Required tasks:
1 – From the passage on Mazdakism, quote the portion starting with "At later stages" and going on through "accruing to all.".
2 – According to the passage on Mazdakism, what were the two original principles of the universe in its doctrine?
3 – Proceed with the passage on Mazdakism, picking up after its final sentence.

Text segment:
+===+
At later stages the conservative Zoroastrian opposition accused Mazdak's followers of heresy and with abhorrent practices such as the sharing of women, for which scholars have found no evidence. Mazdak's followers are considered to be the first real socialists in human history by their emphasis on community property and community work with benefits accruing to all.

Theological tenets
Like both Zoroastrianism (at least as practised at the time) and Manichaeism, Mazdakism had a dualistic cosmology and worldview. This doctrine taught that there were two original principles of the universe: Light, the good one; and Darkness, the evil one. These two had been mixed by a cosmic accident, tainting everything except God. Light is characterized by knowledge and feeling, and acts by design and free will, whereas Darkness is ignorant and blind, and acts at random. Mankind's role in this life was, through good conduct, to release the parts of himself that belonged to Light. But where Manichaeism saw the mixture of good and bad as a cosmic tragedy, Mazdak viewed this in a more neutral, even optimistic way.

In addition, Mazdakism is reported, in one late work, to have distinguished three elements (Fire, Water, Earth), and four Powers (Discernment, Understanding, Preservation and Joy), corresponding to the four chief officials of the Sassanid state – the Chief Mobad (Mobadan Mobad), the Chief Herbad, the Commander of the Army and the Entertainment Master), seven Viziers and twelve Spiritual Forces. When the Four, the Seven and the Twelve were united in a human being, he was no longer subject to religious duties. In addition, God was believed to rule the world through letters, which held the key to the Great Secret that should be learned. This description suggests that Mazdakism was, in many ways, a typical Gnostic sect.
+===+
Stored rows:
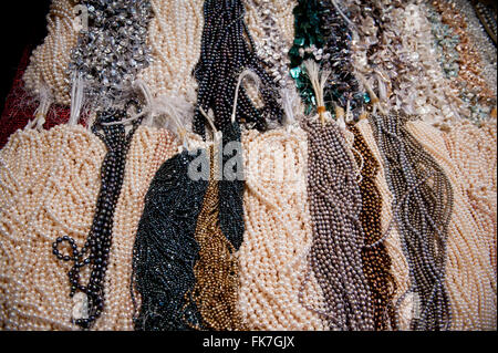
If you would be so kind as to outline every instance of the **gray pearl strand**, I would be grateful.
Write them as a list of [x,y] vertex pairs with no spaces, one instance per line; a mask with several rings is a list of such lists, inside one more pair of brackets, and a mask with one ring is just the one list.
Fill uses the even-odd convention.
[[139,70],[151,63],[146,45],[148,0],[85,0],[89,28],[72,51],[70,75],[80,74],[96,106],[122,105]]
[[322,288],[331,330],[374,330],[362,268],[362,200],[354,164],[339,126],[303,122],[308,133],[308,195],[313,227],[310,264]]
[[393,214],[408,262],[408,292],[418,301],[412,329],[448,330],[452,310],[444,280],[453,189],[444,170],[407,131],[407,121],[398,114],[370,118],[394,196]]

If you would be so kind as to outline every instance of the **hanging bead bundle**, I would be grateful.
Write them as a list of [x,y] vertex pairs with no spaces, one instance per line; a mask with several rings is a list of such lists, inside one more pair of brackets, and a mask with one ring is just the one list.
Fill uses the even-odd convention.
[[0,330],[496,330],[495,9],[52,0]]

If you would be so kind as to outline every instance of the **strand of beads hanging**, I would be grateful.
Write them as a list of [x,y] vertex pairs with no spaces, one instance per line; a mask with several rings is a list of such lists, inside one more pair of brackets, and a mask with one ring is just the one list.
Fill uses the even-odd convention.
[[335,122],[307,120],[303,129],[308,133],[308,196],[313,229],[310,270],[325,301],[324,310],[310,309],[331,330],[373,330],[372,297],[362,268],[362,196],[354,163]]
[[221,214],[229,209],[221,210],[219,205],[221,181],[215,178],[219,152],[217,146],[210,148],[210,179],[195,232],[199,245],[199,258],[194,267],[196,283],[187,298],[197,304],[205,328],[234,331],[243,329],[238,310],[239,264],[236,249],[227,239],[231,235],[224,235],[220,228]]
[[363,104],[370,102],[370,96],[360,90],[354,76],[350,48],[352,33],[350,24],[343,18],[347,12],[338,8],[338,1],[320,1],[320,4],[323,8],[320,20],[324,38],[321,56],[329,58],[323,60],[322,70],[331,72],[323,89],[324,98],[325,102],[334,102],[342,107],[347,114],[346,120],[351,116],[357,122]]
[[82,74],[86,96],[97,106],[125,101],[137,73],[151,63],[146,43],[149,0],[84,0],[83,23],[69,71]]
[[294,12],[294,43],[289,50],[290,73],[310,114],[315,106],[314,92],[307,75],[303,62],[312,59],[330,71],[324,86],[328,111],[334,112],[338,105],[359,118],[369,94],[361,92],[353,75],[350,51],[352,40],[349,23],[330,1],[299,0]]
[[396,305],[413,298],[413,330],[448,330],[452,308],[445,261],[453,189],[440,166],[407,131],[408,118],[398,113],[370,117],[409,268],[411,288]]
[[240,125],[235,122],[222,131],[222,177],[219,180],[219,222],[236,250],[243,241],[243,160]]
[[[166,160],[145,196],[133,248],[135,330],[203,329],[195,302],[187,305],[186,301],[195,285],[199,246],[194,235],[209,178],[209,165],[203,168],[199,164],[195,170],[189,165],[201,154],[206,150],[184,150]],[[208,160],[206,156],[200,159]],[[196,170],[199,179],[189,176]]]
[[[92,132],[105,144],[107,153],[102,163],[101,190],[84,246],[77,250],[76,242],[69,236],[58,238],[52,246],[53,255],[58,259],[74,262],[68,273],[71,285],[70,295],[75,302],[73,320],[83,329],[90,329],[104,310],[104,278],[113,237],[114,210],[121,194],[129,143],[141,120],[134,122],[127,134],[123,124],[104,124],[127,118],[126,111],[132,104],[138,105],[137,102],[131,101],[123,110],[107,108],[98,112],[92,126]],[[64,255],[64,251],[60,250],[63,243],[69,245],[70,255]],[[89,273],[83,273],[85,269]],[[83,284],[85,277],[87,277],[87,283]]]
[[[382,196],[376,185],[380,168],[362,133],[355,125],[349,125],[354,134],[353,147],[357,150],[357,163],[362,165],[360,193],[362,210],[360,221],[365,236],[362,249],[363,272],[372,295],[375,330],[388,330],[394,326],[395,313],[393,298],[396,291],[394,277],[391,273],[391,257],[382,241]],[[360,160],[361,159],[361,160]]]
[[283,111],[278,103],[278,85],[266,72],[263,62],[256,55],[256,46],[243,21],[241,0],[206,0],[200,59],[194,74],[198,82],[197,108],[194,131],[205,136],[205,112],[212,110],[215,125],[224,129],[231,121],[234,97],[240,73],[247,69],[260,79],[263,102],[257,107],[243,85],[238,92],[236,120],[266,131],[269,122],[280,123]]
+===+
Answers per task:
1 –
At later stages the conservative Zoroastrian opposition accused Mazdak's followers of heresy and with abhorrent practices such as the sharing of women, for which scholars have found no evidence. Mazdak's followers are considered to be the first real socialists in human history by their emphasis on community property and community work with benefits accruing to all.

2 – Light, the good one, and Darkness, the evil one.

3 –
Ethical and social principles
Two distinguishing factors of Mazdak's teaching were the reduction of the importance of religious formalities—the true religious person being the one who understood and related correctly to the principles of the universe—and a criticism of the strong position of mainstream clergy, who, he believed, had oppressed the Persian population and caused much poverty.

Mazdak emphasised good conduct, which involved a moral and ascetic life, no killing and vegetarianism (considering meat to contain substances derived solely from Darkness), being kind and friendly and living in peace with other people. In many ways Mazdak's teaching can be understood as a call for social revolution, and has been referred to as early "communism".

According to Mazdak, God had originally placed the means of subsistence on earth so that people should divide them among themselves equally, but the strong had coerced the weak, seeking domination and causing the contemporary inequality. This in turn empowered the "Five Demons" that turned men from Righteousness—these were Envy, Wrath, Vengeance, Need and Greed. To prevail over these evils, justice had to be restored and everybody should share excess possessions with his fellow men. Mazdak allegedly planned to achieve this by making all wealth common or by re-distributing the excess, although it is unclear how he intended to organize that in terms of regulations and to what extent his position has been caricatured by hostile sources. The hostile sources mostly dwell on the alleged "sharing" of women, the resulting sexual promiscuity and the confusion of the line of descent. Since the latter is a standard accusation against heretical sects, its veracity has been doubted by researchers; it is likely that Mazdak took measures against the widespread polygamy of the rich and lack of wives for the poor.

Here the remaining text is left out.